A memória é um refúgio ao qual voltamos sempre que somos convocados. E convocam-nos as saudades, os lugares, as casas e os afetos, mas também, todas as coisas recuperadas. Tudo que faz de nós o que somos no presente. Por isso, gosto de pensar que somos navegantes de vários mares. Caminhantes de muitos chãos.

E hoje, volto em visita à casa, à mãe, à terra. À memória dos outonos.
Volto aos lugares de sossego.
E é neste voltar que me reencontro. Com os meus, com os nossos.
A casa tem hoje um aroma entre o cítrico e o açucarado dos dias de um outono a começar. Cheira a fruta madura, a terra e a marmelada. Cheira à infância.
Ainda cheira a mar e sol – nos seus finais de glória.

Na cozinha uma luz coada e os salpicos buliçosos, espalham-se pela colher de pau e ladrilhos. Os marmelos a desfazerem-se numa cama de açúcar, abraçados a pau de canela.
E volto ao aroma adocicado e à cor – de um laranja a entrar nos avermelhados, trazem-nos aqueles pores do sol, muito intensos a mergulharem no mar.

Ao tempo de outras tardes tão cheias e adoçadas, quando a mãe mexia, delicadamente, o polme na panela que só nesta altura do ano saía do armário. A mesma panela que hoje uso, igualmente para o mesmo fim.

São estas heranças, joias valiosas, cravadas de tanta vida que ainda nos ligam a um tempo tão sentido e que alimentamos como pedaços únicos numa fatia de pão.

Volto ao avental da mãe e aos seus olhos de ternura. À cozinha da casa, o lugar de conversas e afetos. Ali nos encontrávamos para risadas e silêncios.

*Tarefas:*
a) Reproduza do texto sobre a memória e o outono tudo o que vai de "A memória é" até "de muitos chãos.", sem qualquer alteração.
b) Responda a estas perguntas sobre o texto acerca da memória e do outono:
(i) Segundo o texto, a que cheira a casa, além de fruta madura?
(ii) A que estão abraçados os marmelos na cama de açúcar?
(iii) Como é descrita a cozinha da casa?
c) Prossiga o texto sobre a memória e o outono a partir do ponto em que termina.

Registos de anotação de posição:
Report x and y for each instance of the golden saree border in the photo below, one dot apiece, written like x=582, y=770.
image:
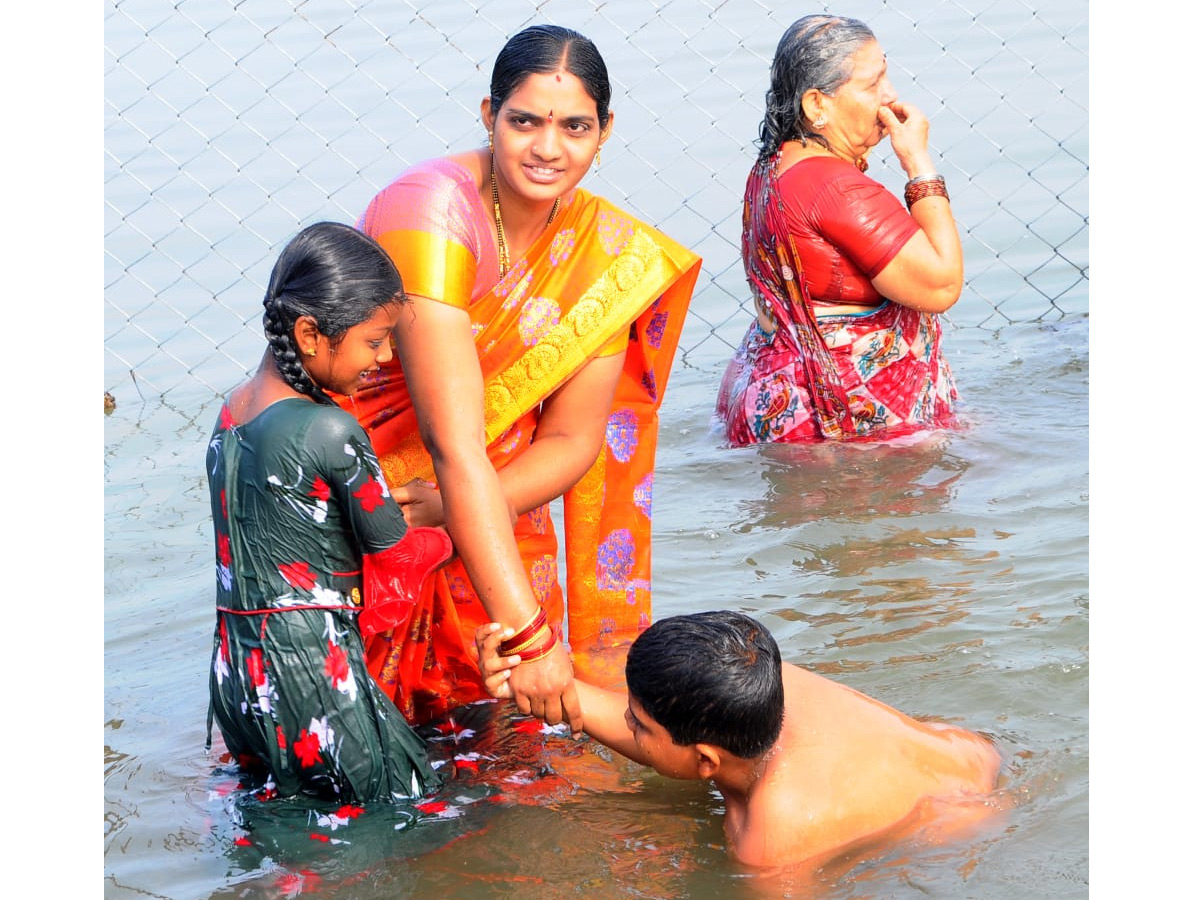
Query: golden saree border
x=598, y=274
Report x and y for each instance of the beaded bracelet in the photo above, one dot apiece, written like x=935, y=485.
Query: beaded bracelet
x=924, y=186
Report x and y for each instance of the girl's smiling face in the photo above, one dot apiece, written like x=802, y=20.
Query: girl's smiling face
x=343, y=366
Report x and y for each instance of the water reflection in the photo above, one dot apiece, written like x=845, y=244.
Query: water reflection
x=525, y=808
x=853, y=483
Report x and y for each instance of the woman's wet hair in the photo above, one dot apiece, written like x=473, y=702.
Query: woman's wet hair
x=711, y=678
x=335, y=274
x=545, y=49
x=813, y=53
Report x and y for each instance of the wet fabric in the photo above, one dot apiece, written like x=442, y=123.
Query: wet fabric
x=298, y=498
x=595, y=279
x=870, y=376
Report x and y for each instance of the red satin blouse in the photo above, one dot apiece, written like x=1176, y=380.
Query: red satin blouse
x=846, y=228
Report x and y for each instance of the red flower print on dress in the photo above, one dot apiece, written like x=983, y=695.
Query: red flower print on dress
x=370, y=496
x=298, y=575
x=527, y=726
x=337, y=667
x=319, y=489
x=255, y=669
x=307, y=749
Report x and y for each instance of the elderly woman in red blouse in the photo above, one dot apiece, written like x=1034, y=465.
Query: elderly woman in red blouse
x=847, y=282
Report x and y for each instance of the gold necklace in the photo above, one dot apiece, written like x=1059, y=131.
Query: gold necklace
x=501, y=244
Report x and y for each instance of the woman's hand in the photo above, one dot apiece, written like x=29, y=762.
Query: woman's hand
x=421, y=503
x=545, y=689
x=495, y=667
x=909, y=131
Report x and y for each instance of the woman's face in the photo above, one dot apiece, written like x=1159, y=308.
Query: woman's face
x=853, y=111
x=545, y=136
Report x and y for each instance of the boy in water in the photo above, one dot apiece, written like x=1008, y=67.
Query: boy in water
x=808, y=767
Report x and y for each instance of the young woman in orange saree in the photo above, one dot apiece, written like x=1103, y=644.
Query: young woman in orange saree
x=520, y=383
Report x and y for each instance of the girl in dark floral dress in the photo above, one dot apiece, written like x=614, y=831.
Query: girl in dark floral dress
x=301, y=516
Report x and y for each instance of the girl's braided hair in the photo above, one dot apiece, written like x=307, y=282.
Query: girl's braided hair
x=335, y=274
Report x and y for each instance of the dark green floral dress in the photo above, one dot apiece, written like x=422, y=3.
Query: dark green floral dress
x=298, y=498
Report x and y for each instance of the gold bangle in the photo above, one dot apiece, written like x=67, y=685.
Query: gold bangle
x=528, y=630
x=923, y=186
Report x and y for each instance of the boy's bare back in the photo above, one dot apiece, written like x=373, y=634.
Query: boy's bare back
x=847, y=769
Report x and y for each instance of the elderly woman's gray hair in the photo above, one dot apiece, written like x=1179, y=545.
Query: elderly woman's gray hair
x=813, y=53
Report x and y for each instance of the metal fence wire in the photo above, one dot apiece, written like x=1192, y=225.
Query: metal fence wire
x=231, y=124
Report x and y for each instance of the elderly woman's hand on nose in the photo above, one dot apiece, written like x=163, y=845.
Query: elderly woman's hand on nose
x=909, y=132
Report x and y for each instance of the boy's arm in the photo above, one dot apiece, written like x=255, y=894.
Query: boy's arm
x=604, y=711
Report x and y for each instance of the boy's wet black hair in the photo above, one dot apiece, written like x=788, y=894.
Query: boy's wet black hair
x=711, y=678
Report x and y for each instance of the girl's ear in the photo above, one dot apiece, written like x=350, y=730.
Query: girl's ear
x=306, y=335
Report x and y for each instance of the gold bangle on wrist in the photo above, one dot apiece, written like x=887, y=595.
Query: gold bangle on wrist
x=923, y=186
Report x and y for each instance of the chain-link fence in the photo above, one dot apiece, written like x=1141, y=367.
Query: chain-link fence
x=232, y=124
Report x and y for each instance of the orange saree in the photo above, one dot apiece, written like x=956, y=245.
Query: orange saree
x=594, y=276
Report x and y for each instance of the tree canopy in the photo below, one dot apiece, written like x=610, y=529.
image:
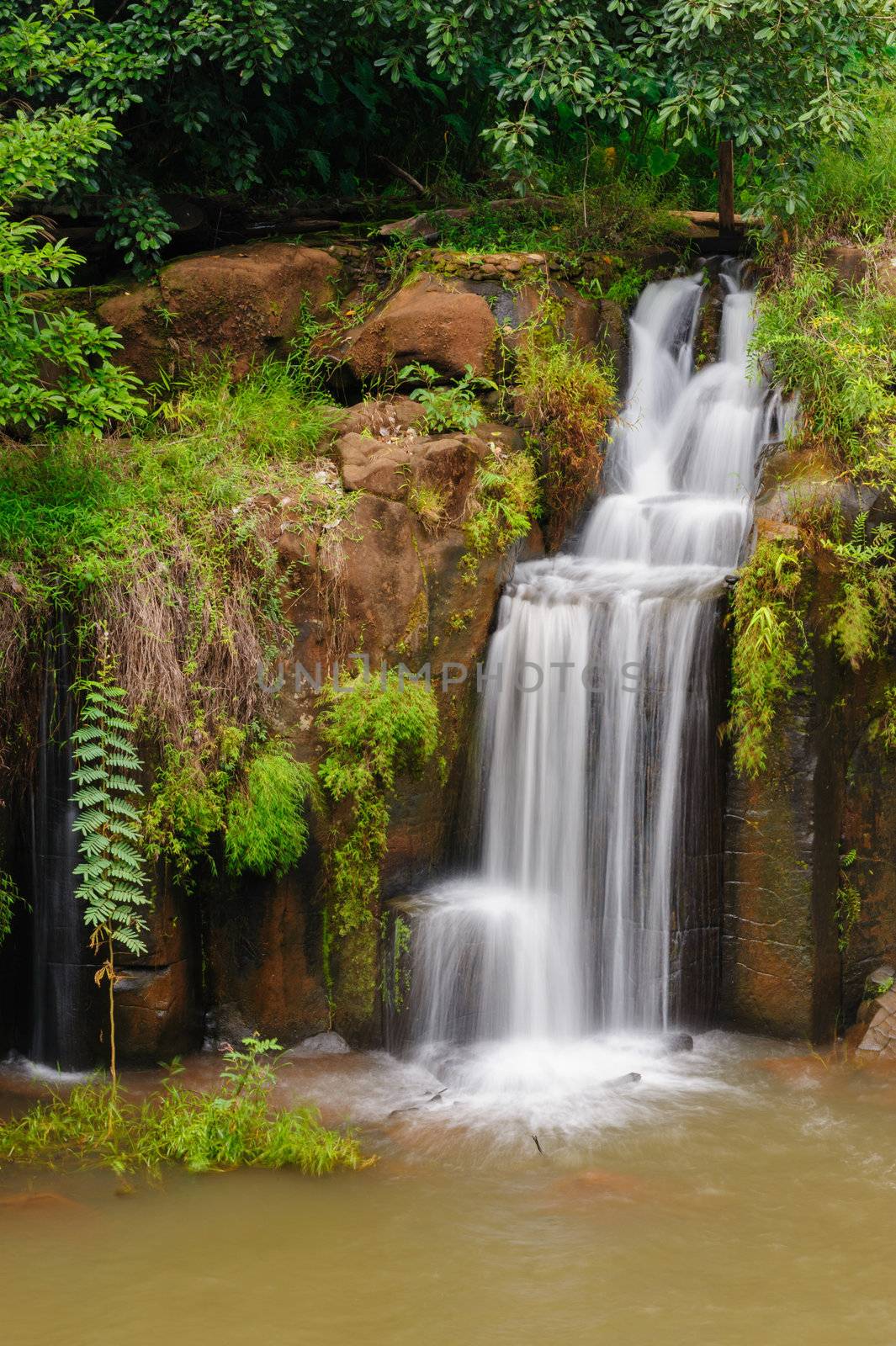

*Respostas:*
a)
A memória é um refúgio ao qual voltamos sempre que somos convocados. E convocam-nos as saudades, os lugares, as casas e os afetos, mas também, todas as coisas recuperadas. Tudo que faz de nós o que somos no presente. Por isso, gosto de pensar que somos navegantes de vários mares. Caminhantes de muitos chãos.

b)
(i) Cheira a terra e a marmelada, e também à infância.
(ii) Estão abraçados a pau de canela.
(iii) É descrita como o lugar de conversas e afetos.

c)
Com a mãe aprendi o “ponto de estrada”; riscar com o dedo um pouco de doce e ver duas linhas afastarem-se como duas retas paralelas a indicarem se o caminho é por ali.
Gosto da textura acetinada e brilhante da marmelada, de a distribuir pelas tijelas de porcelana – herança da mãe.

Gosto de voltar àqueles dias de abundantes sorrisos, onde as mãozitas pequenas rapavam o fundo da panela e os rostos lambuzados faziam a felicidade da mãe.
Gosto de recortar o papel vegetal e cobrir o doce como se ali perpetuassem alguns segredos.

Gosto de alinhar as tijelas no parapeito da janela soalheira para secar a doçura. Dar-lhe tempo de cura. Um repouso merecido.

Gosto de recriar o que a memória ainda me permite e trazer o que fomos para o convívio daquilo que queremos ser.

E gosto, nas manhãs frias e chuva a bater nas vidraças, saborear um pedaço numa torrada quente e um café bem negro.

Gosto deste tempo que me aproxima de outro tempo e me leva ao colo da mãe.